#### Exercise goal
Extract each line of the listing below that contains the word "vertical".

Raw records:
>> start

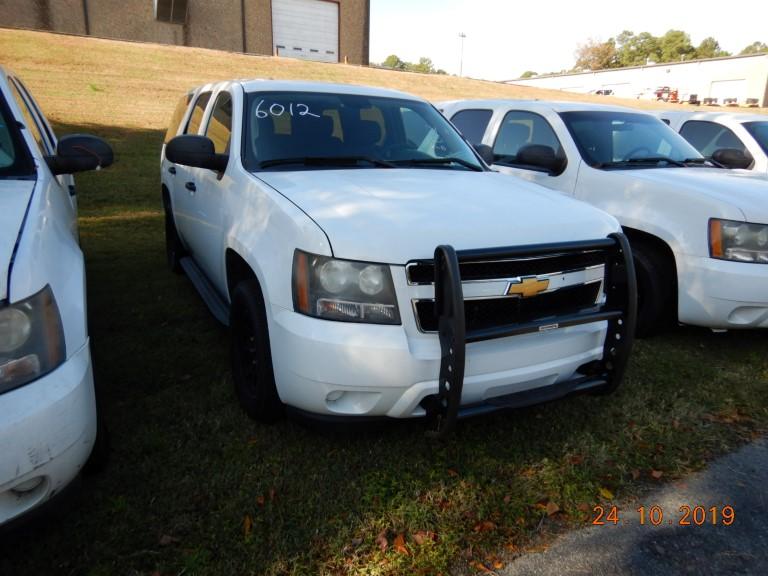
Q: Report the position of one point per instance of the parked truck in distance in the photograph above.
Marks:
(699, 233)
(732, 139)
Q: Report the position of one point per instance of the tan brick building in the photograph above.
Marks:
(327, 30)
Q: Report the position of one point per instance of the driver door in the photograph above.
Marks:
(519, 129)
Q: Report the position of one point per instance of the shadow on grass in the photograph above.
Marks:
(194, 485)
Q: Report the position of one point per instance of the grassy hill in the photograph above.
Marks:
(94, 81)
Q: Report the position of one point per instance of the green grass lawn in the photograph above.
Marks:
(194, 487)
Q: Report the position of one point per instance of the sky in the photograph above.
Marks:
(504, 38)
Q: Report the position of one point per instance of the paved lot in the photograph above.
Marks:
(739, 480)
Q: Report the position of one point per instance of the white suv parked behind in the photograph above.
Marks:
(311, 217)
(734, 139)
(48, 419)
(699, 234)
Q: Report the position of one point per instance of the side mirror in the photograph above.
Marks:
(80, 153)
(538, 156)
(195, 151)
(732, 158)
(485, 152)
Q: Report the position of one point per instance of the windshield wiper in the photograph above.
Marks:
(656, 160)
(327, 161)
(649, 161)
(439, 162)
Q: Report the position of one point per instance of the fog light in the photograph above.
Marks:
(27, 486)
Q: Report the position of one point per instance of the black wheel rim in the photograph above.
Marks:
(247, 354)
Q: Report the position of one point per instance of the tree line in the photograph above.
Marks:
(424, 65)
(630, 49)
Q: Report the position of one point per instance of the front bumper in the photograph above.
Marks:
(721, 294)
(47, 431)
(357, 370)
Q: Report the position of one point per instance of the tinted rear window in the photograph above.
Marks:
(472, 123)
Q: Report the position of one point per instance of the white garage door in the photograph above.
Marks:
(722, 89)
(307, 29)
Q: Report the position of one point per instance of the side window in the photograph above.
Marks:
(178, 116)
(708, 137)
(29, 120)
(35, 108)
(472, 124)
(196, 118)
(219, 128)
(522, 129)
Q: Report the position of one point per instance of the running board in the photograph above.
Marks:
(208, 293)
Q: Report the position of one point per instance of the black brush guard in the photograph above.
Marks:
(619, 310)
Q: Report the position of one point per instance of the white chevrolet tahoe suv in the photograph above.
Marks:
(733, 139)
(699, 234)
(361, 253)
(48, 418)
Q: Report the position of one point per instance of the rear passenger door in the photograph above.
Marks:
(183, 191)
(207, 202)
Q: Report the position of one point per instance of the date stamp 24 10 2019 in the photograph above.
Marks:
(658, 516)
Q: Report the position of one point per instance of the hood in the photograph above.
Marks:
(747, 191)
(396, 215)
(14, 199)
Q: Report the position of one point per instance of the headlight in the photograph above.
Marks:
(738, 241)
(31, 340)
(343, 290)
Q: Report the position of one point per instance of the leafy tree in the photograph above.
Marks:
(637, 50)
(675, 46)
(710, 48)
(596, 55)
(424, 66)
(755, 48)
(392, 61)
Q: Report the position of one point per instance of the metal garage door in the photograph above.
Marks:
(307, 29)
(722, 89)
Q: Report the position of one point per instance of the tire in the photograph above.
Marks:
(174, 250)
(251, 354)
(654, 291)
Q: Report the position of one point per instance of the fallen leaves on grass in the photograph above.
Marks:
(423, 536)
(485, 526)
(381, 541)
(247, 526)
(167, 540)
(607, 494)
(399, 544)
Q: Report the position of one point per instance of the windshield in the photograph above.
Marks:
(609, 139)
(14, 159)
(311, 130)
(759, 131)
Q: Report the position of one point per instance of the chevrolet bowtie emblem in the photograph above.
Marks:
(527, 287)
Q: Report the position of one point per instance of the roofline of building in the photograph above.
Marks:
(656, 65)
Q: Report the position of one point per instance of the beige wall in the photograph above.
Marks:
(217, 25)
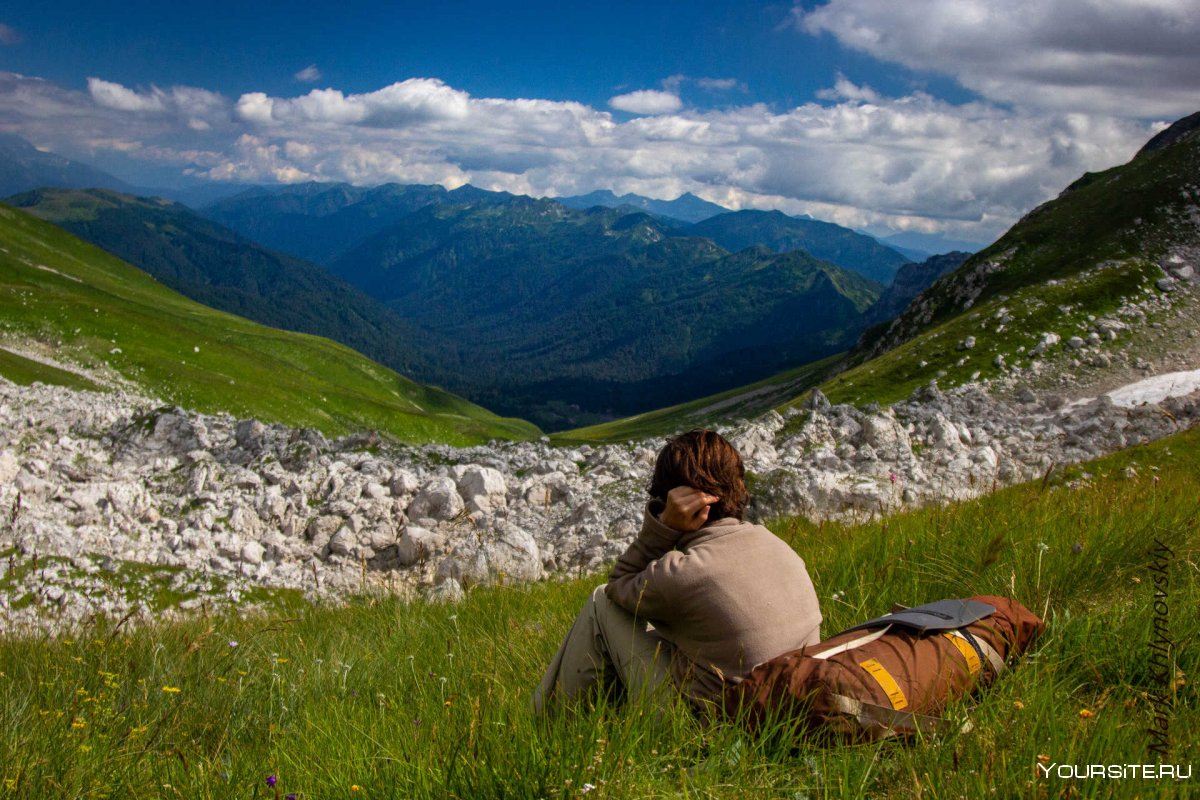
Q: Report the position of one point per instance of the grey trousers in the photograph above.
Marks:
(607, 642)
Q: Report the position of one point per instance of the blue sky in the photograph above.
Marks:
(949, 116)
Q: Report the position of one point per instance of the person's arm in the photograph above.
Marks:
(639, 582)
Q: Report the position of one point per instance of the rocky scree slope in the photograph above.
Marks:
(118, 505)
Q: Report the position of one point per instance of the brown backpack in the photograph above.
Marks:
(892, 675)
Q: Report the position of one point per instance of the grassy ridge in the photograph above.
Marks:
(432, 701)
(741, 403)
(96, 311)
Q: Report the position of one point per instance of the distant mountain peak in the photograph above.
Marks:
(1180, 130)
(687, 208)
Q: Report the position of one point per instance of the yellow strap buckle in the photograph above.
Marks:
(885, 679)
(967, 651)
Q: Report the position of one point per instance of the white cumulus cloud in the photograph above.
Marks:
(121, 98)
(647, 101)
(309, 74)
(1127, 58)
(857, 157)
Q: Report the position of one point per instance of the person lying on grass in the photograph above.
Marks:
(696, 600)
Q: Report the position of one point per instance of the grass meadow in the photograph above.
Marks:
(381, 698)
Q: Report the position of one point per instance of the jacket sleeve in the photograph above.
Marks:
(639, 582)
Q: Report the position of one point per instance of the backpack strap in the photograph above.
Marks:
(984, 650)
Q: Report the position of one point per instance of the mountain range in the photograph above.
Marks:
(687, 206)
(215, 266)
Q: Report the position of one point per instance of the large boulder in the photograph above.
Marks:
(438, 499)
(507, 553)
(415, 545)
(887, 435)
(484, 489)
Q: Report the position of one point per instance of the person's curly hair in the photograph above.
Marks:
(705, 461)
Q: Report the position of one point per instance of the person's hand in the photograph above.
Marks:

>> end
>> start

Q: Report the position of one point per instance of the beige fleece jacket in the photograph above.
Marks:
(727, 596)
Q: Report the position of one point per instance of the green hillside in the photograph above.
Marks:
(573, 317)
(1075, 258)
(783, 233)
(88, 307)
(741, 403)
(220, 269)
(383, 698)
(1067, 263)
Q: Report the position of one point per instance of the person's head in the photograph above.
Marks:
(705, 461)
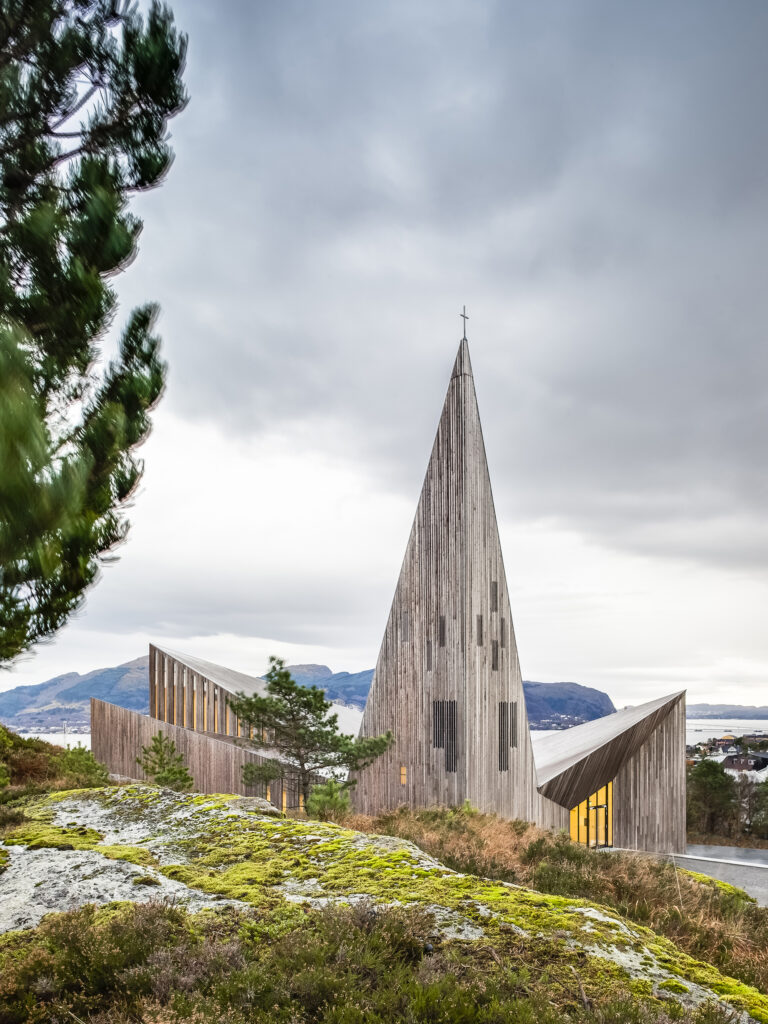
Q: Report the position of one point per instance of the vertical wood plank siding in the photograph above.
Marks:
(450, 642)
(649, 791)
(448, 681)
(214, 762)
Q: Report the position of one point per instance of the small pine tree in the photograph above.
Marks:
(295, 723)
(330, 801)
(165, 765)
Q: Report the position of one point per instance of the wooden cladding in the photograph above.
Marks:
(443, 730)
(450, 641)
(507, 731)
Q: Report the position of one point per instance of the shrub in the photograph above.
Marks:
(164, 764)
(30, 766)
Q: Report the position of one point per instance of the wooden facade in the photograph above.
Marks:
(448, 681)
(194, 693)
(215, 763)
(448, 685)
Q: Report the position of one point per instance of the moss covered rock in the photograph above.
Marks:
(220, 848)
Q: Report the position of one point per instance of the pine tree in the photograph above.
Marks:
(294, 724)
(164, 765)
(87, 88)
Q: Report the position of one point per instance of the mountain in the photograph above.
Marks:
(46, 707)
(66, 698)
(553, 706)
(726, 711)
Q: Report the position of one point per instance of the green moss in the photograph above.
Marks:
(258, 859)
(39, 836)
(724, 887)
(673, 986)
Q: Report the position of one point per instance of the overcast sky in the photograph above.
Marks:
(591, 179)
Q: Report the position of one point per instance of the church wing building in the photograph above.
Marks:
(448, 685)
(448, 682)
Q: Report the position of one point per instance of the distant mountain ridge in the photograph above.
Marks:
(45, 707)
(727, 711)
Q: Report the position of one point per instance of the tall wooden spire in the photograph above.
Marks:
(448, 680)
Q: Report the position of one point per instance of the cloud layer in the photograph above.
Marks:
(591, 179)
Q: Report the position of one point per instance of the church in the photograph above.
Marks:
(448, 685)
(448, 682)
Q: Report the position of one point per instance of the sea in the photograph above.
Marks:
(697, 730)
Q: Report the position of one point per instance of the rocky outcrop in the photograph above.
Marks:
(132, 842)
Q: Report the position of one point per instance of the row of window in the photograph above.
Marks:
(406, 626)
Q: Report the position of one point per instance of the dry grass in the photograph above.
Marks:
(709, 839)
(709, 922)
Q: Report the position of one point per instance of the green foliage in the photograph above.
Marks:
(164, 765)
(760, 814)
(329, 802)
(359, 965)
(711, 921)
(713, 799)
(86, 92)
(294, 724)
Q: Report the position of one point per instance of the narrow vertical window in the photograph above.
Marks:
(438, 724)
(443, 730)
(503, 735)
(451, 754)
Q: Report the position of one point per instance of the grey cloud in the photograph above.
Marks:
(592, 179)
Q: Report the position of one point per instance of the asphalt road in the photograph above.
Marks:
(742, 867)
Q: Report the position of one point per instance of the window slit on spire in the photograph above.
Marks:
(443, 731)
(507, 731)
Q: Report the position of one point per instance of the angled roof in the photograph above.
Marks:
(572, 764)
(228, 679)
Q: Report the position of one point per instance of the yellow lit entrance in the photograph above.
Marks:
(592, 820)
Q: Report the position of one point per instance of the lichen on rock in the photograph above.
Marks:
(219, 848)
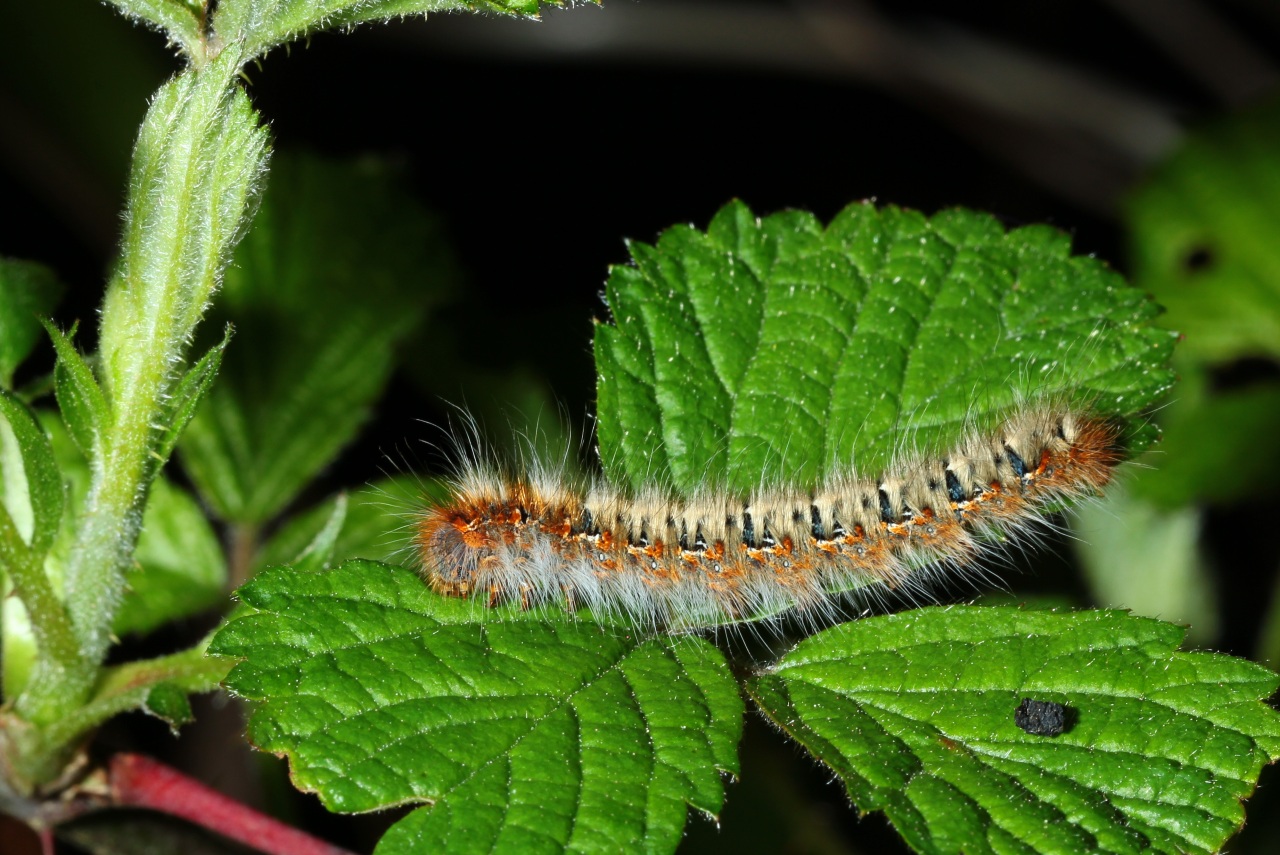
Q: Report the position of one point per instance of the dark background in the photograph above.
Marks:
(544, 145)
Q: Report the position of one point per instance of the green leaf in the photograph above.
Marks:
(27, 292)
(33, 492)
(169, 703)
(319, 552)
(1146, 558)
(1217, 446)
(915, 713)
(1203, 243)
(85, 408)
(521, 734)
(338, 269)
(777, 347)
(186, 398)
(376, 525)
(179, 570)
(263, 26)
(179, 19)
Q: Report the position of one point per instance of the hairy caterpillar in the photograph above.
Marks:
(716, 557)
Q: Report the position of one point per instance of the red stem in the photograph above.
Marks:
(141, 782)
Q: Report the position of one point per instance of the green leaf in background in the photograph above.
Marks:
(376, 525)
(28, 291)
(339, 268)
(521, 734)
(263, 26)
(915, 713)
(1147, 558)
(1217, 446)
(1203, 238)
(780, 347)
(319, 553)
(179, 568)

>> end
>> start

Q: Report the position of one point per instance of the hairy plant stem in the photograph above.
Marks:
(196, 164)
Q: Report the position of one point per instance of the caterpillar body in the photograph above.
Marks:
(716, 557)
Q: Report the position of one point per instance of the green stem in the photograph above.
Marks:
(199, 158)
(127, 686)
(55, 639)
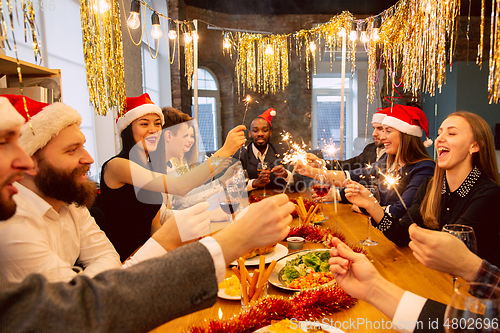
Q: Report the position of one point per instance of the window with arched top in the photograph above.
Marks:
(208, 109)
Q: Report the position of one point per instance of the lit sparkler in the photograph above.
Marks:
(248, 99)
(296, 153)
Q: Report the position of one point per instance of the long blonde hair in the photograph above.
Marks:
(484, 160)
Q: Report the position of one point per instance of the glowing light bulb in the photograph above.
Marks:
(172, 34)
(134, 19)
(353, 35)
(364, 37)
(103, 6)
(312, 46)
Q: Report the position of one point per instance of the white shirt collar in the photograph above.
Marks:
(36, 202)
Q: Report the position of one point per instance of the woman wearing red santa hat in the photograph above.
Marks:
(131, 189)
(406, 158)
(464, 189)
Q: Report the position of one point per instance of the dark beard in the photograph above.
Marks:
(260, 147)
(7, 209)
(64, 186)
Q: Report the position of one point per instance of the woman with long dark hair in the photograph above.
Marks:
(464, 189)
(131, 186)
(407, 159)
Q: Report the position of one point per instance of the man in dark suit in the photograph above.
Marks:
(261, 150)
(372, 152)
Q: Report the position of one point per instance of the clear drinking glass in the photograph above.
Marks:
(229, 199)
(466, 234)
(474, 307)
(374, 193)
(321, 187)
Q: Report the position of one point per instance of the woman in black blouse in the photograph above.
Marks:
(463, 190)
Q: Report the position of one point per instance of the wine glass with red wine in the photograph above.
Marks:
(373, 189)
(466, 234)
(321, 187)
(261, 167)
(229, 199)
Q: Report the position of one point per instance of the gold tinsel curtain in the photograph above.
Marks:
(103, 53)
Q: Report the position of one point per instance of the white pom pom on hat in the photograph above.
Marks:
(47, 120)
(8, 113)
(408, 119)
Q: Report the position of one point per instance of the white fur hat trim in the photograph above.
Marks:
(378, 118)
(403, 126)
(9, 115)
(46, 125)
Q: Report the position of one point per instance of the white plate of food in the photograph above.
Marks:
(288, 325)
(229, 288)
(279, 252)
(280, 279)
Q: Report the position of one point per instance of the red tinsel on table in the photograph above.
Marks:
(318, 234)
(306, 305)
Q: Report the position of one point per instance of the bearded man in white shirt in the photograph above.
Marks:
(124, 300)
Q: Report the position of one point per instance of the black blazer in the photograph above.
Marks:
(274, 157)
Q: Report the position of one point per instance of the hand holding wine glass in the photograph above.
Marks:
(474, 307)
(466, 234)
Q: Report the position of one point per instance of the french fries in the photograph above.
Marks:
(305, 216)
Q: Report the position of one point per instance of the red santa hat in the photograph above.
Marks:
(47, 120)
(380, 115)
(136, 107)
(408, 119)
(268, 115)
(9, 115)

>> end

#### Finished task
Q: Report the position of one point per instance of the vertical wood plank siding in the photograph above.
Q: Report the position of one point per instance of the narrow vertical window in the photograph above.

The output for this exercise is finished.